Aim: Copy the data from the line that contains "Note: the class marks the red knit" to its last line, exactly, including both of those lines and leaving out everything before.

- - -

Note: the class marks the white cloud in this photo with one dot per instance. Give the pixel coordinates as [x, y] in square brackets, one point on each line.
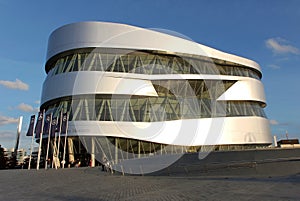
[8, 120]
[273, 122]
[26, 108]
[273, 66]
[280, 46]
[18, 84]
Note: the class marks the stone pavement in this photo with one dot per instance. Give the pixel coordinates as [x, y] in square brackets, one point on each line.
[92, 184]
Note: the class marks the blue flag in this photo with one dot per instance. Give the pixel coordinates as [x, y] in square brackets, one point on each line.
[38, 126]
[31, 125]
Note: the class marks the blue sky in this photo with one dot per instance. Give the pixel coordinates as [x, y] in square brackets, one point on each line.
[267, 31]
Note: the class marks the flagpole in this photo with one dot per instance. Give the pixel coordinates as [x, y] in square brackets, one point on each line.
[59, 131]
[54, 150]
[40, 144]
[30, 133]
[31, 147]
[65, 144]
[49, 131]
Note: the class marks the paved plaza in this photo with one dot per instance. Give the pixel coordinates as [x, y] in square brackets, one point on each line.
[93, 184]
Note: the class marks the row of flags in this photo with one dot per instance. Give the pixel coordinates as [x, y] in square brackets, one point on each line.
[47, 124]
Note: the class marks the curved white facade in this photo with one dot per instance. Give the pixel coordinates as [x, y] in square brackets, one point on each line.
[128, 82]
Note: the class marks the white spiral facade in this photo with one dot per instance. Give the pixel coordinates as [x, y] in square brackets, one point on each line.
[123, 81]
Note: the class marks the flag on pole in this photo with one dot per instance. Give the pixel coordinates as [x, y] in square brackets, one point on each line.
[38, 126]
[47, 124]
[53, 126]
[58, 125]
[31, 125]
[64, 123]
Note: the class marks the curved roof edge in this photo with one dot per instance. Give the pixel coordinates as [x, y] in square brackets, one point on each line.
[115, 35]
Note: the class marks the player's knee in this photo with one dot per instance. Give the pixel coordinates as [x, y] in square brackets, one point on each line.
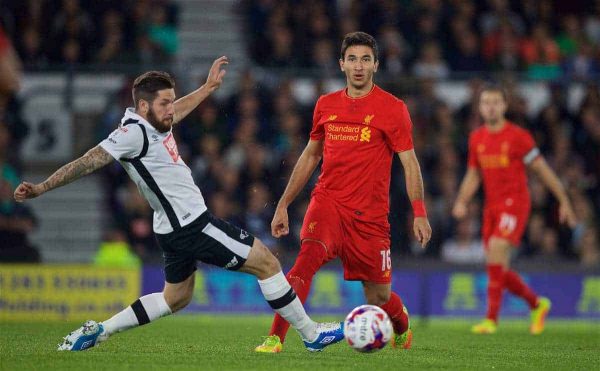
[268, 264]
[378, 298]
[178, 300]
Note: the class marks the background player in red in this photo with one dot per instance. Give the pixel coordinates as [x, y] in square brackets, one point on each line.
[500, 153]
[356, 131]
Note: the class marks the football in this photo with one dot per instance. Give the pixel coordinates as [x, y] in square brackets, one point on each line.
[368, 328]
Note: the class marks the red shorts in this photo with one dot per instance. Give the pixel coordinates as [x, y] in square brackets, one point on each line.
[508, 222]
[363, 247]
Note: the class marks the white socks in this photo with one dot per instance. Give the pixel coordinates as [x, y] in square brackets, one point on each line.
[142, 311]
[282, 298]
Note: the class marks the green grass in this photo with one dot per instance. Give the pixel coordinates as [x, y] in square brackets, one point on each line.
[226, 342]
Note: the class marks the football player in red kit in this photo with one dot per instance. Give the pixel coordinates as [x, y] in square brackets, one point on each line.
[500, 152]
[356, 132]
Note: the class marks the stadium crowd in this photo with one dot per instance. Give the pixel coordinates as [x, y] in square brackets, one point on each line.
[242, 148]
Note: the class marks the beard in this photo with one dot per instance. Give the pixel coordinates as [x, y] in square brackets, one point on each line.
[161, 126]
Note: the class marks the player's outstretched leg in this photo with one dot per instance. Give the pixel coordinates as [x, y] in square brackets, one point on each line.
[83, 338]
[403, 340]
[538, 315]
[396, 311]
[495, 288]
[282, 298]
[311, 257]
[144, 310]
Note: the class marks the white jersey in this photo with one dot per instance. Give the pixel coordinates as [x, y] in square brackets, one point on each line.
[152, 161]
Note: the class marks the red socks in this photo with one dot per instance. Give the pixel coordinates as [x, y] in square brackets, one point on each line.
[495, 287]
[394, 309]
[514, 284]
[311, 257]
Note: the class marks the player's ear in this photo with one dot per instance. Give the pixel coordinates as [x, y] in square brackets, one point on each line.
[144, 106]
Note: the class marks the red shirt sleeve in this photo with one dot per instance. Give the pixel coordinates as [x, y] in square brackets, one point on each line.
[317, 132]
[4, 42]
[400, 135]
[472, 157]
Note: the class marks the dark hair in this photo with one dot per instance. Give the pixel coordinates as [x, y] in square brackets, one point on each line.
[495, 89]
[359, 38]
[146, 85]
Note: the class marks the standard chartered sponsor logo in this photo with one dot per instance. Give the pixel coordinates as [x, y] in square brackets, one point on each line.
[343, 128]
[365, 135]
[348, 133]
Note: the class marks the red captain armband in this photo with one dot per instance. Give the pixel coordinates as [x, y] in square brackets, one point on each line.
[419, 209]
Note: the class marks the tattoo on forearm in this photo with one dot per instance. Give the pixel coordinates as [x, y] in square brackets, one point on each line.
[93, 160]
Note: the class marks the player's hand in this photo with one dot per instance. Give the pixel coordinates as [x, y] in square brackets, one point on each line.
[215, 75]
[422, 230]
[459, 210]
[566, 214]
[27, 190]
[280, 224]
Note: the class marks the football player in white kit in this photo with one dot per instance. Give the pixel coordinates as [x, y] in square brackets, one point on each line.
[144, 145]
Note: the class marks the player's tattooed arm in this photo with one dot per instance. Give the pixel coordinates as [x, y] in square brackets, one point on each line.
[93, 160]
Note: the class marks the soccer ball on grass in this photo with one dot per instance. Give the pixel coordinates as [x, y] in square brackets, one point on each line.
[368, 328]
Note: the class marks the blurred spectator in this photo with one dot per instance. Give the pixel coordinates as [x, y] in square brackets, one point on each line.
[16, 219]
[10, 116]
[259, 212]
[115, 252]
[394, 51]
[570, 36]
[73, 29]
[465, 247]
[467, 57]
[162, 34]
[589, 248]
[16, 223]
[592, 23]
[541, 54]
[430, 63]
[137, 217]
[582, 65]
[499, 11]
[112, 48]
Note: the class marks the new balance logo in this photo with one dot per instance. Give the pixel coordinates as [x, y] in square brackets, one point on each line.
[232, 263]
[327, 340]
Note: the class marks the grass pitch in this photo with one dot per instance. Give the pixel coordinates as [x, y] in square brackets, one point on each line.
[219, 342]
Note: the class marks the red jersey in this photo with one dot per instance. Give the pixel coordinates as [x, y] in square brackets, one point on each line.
[502, 158]
[360, 138]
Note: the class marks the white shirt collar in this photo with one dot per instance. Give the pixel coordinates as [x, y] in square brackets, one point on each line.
[130, 114]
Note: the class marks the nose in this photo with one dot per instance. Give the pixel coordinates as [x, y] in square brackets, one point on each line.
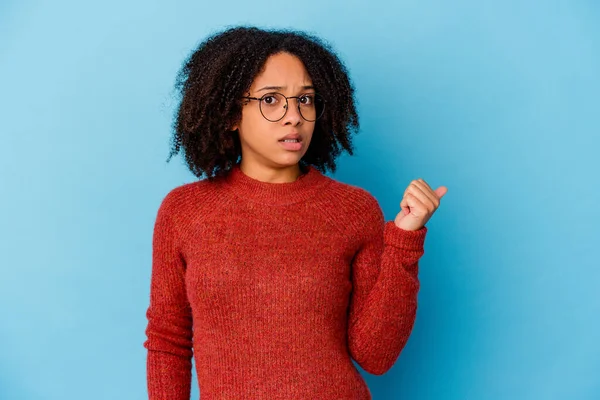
[292, 115]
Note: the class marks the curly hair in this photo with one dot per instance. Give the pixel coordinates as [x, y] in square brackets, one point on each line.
[222, 68]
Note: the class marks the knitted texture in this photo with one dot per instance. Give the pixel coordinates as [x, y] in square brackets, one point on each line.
[274, 288]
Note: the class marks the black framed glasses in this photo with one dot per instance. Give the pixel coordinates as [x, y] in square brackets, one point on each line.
[273, 106]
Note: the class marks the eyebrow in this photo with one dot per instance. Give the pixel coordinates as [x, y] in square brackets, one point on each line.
[282, 87]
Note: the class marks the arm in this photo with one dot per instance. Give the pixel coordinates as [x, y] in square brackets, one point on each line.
[385, 287]
[169, 329]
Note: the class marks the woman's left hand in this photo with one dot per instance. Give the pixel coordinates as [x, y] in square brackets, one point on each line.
[418, 205]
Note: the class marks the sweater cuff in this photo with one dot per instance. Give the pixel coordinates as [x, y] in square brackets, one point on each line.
[403, 239]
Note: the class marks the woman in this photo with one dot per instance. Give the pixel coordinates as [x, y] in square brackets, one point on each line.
[273, 276]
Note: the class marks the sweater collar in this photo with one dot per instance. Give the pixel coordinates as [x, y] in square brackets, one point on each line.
[249, 188]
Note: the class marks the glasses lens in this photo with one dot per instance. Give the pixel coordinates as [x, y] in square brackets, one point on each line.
[311, 106]
[272, 106]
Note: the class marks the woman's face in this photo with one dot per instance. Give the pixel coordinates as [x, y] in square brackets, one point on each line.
[260, 138]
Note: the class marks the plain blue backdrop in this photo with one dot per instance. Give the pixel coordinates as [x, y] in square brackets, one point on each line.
[498, 101]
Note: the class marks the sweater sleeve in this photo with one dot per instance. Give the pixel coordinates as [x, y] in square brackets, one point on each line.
[385, 287]
[169, 328]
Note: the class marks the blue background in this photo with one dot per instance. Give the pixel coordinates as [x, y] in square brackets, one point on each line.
[498, 101]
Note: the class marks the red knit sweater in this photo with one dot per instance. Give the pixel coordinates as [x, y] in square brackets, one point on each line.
[274, 288]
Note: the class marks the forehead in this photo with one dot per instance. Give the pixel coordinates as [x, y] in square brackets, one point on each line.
[282, 69]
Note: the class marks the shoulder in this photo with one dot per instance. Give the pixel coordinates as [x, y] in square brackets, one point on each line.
[187, 199]
[358, 203]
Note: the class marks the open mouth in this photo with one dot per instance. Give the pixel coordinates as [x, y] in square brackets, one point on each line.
[291, 140]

- - -

Exercise output:
Note: the class marks the red knit sweater in this photo with one dot per instance. Give the pixel coordinates as [x, y] in square brackets, one point on each line.
[274, 288]
Note: the class marks the forehead in this photo with one dot per instance. Give the pixel coordinates as [x, y] in square brackets, one point on each line.
[282, 69]
Note: the class marks the shoulder in this photo with one dot per instance. Give the pixel coordinates as [x, y] in square brackets, one point on each line.
[187, 199]
[358, 203]
Note: the class marks the open mouth in this photo with one dot per instance. Give the pixel coordinates as [x, y] in square brackets, one point on each line.
[291, 140]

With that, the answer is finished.